Qué se pide: Extrae de los datos cada línea que contenga la cadena "green".

------------

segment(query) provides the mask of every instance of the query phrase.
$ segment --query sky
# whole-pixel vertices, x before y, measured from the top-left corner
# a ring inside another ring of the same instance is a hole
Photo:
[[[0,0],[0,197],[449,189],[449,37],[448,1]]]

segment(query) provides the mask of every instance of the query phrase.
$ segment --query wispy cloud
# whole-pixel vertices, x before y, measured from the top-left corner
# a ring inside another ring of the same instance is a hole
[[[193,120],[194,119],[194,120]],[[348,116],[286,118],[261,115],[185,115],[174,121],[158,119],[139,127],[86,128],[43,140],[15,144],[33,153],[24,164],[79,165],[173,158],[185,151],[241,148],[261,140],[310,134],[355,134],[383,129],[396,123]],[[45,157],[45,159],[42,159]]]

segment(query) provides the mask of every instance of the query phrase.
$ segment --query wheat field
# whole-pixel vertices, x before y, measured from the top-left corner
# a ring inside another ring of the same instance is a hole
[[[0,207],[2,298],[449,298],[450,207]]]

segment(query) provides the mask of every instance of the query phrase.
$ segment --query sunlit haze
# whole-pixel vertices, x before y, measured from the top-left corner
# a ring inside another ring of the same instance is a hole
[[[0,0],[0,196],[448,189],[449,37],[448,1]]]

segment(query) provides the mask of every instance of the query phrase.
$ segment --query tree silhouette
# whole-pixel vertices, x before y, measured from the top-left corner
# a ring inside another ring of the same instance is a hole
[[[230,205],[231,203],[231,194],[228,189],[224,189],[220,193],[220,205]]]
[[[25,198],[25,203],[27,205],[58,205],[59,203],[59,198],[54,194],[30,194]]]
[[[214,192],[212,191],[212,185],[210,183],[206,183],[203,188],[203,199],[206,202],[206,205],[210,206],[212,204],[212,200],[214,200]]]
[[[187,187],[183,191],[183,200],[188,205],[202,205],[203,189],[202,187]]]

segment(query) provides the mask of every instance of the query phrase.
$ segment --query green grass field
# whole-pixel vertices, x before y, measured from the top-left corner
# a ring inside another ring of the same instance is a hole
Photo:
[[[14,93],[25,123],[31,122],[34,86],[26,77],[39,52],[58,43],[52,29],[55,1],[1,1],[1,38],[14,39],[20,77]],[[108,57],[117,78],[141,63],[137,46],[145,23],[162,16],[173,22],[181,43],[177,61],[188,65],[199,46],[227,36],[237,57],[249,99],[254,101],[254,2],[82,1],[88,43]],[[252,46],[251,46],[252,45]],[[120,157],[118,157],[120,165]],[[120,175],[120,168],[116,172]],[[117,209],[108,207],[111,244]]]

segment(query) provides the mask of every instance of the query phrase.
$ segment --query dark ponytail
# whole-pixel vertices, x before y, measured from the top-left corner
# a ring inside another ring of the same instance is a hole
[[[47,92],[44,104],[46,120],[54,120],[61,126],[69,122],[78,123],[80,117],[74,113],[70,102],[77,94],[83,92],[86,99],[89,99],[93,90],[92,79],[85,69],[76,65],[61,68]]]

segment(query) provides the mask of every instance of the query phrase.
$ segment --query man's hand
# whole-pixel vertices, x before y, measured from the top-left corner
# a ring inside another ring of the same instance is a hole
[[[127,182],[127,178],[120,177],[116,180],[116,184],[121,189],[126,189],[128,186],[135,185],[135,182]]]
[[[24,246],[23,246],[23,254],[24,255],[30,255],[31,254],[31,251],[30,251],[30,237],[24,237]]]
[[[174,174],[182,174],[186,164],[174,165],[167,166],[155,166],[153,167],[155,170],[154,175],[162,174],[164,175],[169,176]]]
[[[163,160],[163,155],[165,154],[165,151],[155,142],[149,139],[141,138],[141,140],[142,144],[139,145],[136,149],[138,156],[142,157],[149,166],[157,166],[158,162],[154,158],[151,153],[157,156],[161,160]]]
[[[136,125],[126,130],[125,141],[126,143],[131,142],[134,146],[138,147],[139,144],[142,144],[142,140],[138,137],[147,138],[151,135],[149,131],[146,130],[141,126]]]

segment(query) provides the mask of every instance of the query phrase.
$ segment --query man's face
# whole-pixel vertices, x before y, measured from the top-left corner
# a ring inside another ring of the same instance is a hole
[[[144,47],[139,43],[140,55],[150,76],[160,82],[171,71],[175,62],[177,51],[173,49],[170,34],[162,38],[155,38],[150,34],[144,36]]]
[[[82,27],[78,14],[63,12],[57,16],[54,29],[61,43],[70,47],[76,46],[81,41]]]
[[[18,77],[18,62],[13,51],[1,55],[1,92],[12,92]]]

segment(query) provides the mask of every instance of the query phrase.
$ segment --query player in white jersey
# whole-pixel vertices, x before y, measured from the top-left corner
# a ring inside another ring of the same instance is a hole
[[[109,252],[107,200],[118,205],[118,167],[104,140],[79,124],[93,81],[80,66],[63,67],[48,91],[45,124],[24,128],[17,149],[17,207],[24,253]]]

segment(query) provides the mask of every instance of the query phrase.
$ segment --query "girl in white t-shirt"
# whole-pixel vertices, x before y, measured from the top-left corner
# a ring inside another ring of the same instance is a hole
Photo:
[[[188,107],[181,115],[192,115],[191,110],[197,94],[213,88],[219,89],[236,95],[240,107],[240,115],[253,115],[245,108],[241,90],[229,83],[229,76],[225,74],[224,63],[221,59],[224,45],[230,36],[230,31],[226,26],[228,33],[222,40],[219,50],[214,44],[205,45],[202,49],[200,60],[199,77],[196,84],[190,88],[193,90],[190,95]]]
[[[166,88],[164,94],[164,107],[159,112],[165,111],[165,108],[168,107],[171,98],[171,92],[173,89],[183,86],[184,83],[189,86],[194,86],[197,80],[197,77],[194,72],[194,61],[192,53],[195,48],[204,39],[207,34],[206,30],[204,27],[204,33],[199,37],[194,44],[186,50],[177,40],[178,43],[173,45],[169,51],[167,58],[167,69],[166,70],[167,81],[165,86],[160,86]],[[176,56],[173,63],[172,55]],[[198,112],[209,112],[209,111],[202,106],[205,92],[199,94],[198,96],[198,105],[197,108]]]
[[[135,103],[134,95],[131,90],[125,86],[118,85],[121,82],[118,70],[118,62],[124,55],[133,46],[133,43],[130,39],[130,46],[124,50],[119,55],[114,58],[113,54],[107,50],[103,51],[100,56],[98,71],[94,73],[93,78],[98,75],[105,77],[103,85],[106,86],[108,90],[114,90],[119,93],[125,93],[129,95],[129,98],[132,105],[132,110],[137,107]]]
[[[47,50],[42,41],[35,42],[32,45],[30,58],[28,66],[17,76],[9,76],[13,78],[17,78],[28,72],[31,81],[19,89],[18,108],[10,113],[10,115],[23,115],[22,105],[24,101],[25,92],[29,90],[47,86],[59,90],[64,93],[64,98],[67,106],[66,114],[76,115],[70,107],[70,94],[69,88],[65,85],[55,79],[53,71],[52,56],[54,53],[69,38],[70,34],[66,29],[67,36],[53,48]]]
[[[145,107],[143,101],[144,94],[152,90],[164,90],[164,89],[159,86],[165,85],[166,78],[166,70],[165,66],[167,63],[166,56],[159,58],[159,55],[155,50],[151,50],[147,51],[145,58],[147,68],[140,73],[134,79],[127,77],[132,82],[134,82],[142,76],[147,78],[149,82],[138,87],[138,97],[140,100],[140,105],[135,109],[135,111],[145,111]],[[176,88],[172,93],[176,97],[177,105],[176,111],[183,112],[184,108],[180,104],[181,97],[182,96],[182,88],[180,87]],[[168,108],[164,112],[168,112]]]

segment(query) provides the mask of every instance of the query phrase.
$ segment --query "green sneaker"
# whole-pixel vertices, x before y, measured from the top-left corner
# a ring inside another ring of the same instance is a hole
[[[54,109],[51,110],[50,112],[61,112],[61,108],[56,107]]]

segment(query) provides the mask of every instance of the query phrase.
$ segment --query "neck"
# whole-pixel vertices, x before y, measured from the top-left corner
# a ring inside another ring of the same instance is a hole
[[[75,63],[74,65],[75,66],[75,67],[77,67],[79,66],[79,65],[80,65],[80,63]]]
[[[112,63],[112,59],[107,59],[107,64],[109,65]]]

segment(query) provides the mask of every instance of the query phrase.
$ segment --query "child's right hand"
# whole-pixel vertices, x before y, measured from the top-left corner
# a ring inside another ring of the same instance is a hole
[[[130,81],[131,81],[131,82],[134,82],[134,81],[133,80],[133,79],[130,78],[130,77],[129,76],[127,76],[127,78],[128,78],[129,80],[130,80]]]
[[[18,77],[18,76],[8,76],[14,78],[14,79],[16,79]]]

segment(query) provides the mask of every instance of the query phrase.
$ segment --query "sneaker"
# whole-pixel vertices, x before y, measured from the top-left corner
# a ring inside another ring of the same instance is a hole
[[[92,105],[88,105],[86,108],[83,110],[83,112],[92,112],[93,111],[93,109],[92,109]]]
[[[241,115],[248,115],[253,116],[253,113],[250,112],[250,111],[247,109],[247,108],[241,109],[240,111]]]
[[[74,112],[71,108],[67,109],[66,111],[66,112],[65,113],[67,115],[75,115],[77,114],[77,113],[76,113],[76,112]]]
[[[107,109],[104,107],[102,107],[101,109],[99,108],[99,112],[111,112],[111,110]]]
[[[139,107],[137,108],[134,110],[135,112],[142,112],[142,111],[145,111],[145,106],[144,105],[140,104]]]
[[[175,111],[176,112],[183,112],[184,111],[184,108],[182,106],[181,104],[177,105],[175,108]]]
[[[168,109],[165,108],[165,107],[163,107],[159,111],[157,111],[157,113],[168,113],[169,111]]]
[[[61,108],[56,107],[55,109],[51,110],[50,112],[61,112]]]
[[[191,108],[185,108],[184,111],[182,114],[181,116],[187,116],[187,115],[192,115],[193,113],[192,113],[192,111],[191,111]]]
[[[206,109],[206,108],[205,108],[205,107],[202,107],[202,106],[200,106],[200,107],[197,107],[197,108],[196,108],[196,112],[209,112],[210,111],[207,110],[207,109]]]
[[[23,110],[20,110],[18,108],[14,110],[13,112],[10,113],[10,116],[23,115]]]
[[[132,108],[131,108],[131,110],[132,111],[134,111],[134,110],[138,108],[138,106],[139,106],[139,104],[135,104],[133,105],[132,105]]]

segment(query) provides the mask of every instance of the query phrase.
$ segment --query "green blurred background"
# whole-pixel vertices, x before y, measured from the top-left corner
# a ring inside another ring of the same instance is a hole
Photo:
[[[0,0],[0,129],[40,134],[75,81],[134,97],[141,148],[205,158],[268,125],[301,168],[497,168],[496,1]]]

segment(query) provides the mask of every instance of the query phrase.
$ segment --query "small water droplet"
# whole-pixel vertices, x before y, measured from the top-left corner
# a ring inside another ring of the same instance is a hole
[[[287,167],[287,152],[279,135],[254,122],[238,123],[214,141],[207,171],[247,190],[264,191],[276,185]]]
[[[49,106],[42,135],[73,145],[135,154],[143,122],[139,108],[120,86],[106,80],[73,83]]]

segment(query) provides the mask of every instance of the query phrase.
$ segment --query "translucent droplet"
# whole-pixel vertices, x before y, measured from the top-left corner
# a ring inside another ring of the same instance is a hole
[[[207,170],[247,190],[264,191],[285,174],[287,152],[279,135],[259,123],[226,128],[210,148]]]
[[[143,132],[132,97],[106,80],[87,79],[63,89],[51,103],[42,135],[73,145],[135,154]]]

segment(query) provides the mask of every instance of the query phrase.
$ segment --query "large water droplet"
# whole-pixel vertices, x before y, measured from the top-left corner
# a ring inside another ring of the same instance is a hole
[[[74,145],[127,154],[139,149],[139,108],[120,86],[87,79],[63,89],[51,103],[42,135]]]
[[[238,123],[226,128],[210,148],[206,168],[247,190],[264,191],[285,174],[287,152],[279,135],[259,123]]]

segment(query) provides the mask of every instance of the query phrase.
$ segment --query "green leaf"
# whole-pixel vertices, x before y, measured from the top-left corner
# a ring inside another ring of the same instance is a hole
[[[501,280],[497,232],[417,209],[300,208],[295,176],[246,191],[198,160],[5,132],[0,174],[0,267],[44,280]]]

------------

Resultado del ejercicio:
$ segment --query green grass field
$ segment --query "green sneaker"
$ segment --query "green blurred background"
$ segment --query "green leaf"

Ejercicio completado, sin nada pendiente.